[Start]
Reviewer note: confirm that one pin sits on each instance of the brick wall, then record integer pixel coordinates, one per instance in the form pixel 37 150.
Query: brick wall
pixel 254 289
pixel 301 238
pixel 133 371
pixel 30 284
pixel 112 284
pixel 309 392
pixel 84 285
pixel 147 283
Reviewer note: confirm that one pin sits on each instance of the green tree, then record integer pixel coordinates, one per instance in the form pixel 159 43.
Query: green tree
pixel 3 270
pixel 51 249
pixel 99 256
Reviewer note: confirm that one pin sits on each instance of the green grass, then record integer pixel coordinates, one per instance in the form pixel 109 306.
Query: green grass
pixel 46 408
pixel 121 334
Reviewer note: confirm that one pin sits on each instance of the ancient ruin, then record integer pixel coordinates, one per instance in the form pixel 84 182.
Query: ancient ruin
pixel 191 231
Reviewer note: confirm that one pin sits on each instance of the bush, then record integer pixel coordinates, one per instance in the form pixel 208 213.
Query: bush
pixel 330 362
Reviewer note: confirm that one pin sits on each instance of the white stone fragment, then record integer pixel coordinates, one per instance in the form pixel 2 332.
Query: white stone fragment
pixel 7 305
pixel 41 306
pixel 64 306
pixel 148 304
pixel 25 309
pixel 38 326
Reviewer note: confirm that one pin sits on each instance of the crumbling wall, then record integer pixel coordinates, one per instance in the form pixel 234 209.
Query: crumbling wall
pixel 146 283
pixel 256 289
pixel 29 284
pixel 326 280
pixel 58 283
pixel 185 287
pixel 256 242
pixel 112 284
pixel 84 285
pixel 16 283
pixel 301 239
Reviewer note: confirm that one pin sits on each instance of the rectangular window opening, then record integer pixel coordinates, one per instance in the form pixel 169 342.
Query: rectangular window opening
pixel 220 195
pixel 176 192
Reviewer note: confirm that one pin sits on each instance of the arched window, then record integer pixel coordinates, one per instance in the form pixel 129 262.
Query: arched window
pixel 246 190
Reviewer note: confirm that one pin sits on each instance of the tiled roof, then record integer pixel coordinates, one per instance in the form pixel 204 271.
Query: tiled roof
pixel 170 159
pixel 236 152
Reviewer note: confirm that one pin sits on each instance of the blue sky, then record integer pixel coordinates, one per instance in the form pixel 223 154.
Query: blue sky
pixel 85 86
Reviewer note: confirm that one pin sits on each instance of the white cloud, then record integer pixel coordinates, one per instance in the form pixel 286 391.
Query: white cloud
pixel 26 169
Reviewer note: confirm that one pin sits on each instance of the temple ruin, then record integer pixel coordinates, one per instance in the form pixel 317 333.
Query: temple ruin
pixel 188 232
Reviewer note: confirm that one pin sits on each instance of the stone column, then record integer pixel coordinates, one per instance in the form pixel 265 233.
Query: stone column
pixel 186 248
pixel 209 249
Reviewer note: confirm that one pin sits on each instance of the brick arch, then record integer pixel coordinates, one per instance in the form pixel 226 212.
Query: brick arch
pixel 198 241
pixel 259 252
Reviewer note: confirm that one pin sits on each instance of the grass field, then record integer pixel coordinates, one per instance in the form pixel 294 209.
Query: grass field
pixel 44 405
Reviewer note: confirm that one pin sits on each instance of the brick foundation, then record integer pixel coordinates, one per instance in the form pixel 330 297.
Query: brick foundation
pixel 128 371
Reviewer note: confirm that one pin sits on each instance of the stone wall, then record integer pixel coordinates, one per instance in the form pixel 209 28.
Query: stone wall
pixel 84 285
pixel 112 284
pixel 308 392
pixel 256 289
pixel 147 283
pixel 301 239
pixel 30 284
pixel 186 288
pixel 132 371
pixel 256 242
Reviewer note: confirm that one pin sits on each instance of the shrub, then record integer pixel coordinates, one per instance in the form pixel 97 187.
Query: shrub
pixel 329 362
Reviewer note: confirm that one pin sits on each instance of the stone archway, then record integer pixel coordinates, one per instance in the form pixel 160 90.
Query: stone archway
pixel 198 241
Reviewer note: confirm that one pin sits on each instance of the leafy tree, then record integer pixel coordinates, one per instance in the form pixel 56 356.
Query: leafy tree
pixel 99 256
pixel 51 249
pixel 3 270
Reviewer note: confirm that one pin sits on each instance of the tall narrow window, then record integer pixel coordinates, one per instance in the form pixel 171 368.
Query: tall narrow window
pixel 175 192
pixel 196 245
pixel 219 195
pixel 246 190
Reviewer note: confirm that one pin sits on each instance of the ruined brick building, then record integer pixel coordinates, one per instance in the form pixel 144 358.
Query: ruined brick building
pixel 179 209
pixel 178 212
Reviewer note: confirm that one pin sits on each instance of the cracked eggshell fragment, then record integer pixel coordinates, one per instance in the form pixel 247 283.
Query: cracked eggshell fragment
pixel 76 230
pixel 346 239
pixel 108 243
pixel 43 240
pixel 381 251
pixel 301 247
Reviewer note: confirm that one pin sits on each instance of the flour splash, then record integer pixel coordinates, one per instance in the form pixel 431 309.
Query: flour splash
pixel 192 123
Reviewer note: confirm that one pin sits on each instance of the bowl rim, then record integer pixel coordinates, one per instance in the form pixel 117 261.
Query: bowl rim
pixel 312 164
[End]
▸ TASK DIRECTIONS:
Reproduce the records word for word, from the line that contains "pixel 286 391." through the line that contains "pixel 259 252", with both of those lines included.

▸ EXERCISE ANSWER:
Reviewer note: confirm that one pin sits on each instance of the white cloud, then record integer pixel coordinates, one per instance in the form pixel 286 391.
Query: white cloud
pixel 26 169
Reviewer note: confirm that one pin sits on each instance of the temple ruin, then record integer pixel coordinates, one per instance in the form pixel 317 333.
Query: temple ruin
pixel 188 232
Reviewer note: confirm that one pin sits on each instance of the stone column, then record integer pixel coordinates, one per instance in the form pixel 265 233.
Query: stone column
pixel 186 248
pixel 209 249
Reviewer note: confirm that one pin sits on each instance of the brick arch, then record integer pixel coordinates, one per instance in the form pixel 226 212.
Query: brick arch
pixel 198 241
pixel 259 252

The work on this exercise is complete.